Source document:

August 20, 2012 — Conservation groups are seeking more state and federal safeguards for the ocean’s iconic predator — the great white shark.
Oceana, Center for Biological Diversity, and Shark Stewards on Monday petitioned the California Fish and Game Commission to protect the creatures throughout their California range under the state’s Endangered Species Act. On August 10, the groups asked the National Marine Fisheries Service to invoke federal Endangered Species Act protections for the West Coast population of great whites.
While the direct capture of great white sharks for sale is prohibited off the coasts of California and Mexico, young white sharks sometimes are killed by fishing for halibut and other commercially targeted species. The federal fisheries service says great white sharks are vulnerable to fishing pressure because they take 12 to 18 years to mature, often reproduce only every other year, produce few young per brood (only 2 pups in some species) and are caught in many types of fishing gear.
Conservationists said they are trying to reduce incidental killing of sharks in gillnets and boost the reporting of such interactions through the use of observers onboard fishing vessels and limits on bycatch — measures that likely will draw opposition from the fishing industry.
The appeal for new protections is based on research papers in the past few years that underscored how small the population of white sharks is off the West Coast. A 2011 journal article in Biology Letters estimated there are 219 mature and sub-adult white sharks along the coast of Central California. That creates what environmentalists called an inherently high extinction risk.

What you are asked to do: Please reproduce the part of the great white shark article above that begins at the words "The appeal for" and stops after the words "high extinction risk.". Copy it word for word.

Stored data
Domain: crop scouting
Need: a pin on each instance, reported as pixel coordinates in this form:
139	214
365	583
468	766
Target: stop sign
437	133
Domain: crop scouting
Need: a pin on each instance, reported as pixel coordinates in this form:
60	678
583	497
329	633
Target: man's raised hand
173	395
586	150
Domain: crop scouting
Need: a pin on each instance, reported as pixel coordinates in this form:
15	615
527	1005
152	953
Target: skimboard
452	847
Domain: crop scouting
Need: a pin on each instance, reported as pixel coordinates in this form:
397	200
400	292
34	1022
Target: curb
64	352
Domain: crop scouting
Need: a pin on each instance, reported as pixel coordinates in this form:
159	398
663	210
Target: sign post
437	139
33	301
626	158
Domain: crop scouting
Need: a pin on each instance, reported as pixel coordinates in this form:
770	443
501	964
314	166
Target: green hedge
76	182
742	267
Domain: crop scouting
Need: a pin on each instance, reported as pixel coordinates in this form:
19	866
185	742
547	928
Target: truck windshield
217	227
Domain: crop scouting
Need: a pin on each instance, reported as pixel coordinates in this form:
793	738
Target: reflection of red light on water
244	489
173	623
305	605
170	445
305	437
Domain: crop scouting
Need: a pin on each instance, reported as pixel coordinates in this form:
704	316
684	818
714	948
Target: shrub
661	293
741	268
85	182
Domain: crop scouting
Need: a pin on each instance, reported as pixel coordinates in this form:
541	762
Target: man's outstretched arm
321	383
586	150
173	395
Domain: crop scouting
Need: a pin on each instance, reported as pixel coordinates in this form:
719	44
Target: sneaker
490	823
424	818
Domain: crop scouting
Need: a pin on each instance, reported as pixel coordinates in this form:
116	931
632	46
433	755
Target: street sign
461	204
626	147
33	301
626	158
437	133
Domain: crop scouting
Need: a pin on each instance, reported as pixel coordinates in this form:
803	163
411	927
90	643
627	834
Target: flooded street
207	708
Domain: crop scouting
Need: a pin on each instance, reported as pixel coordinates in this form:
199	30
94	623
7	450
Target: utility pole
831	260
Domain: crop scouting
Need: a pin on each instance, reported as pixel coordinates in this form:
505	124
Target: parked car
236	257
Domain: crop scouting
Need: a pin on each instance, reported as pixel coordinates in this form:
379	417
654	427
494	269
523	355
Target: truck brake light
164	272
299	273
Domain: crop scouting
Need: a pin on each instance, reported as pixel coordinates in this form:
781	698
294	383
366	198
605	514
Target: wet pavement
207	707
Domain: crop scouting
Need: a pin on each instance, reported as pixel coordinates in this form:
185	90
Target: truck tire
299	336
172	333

Task solution:
The appeal for new protections is based on research papers in the past few years that underscored how small the population of white sharks is off the West Coast. A 2011 journal article in Biology Letters estimated there are 219 mature and sub-adult white sharks along the coast of Central California. That creates what environmentalists called an inherently high extinction risk.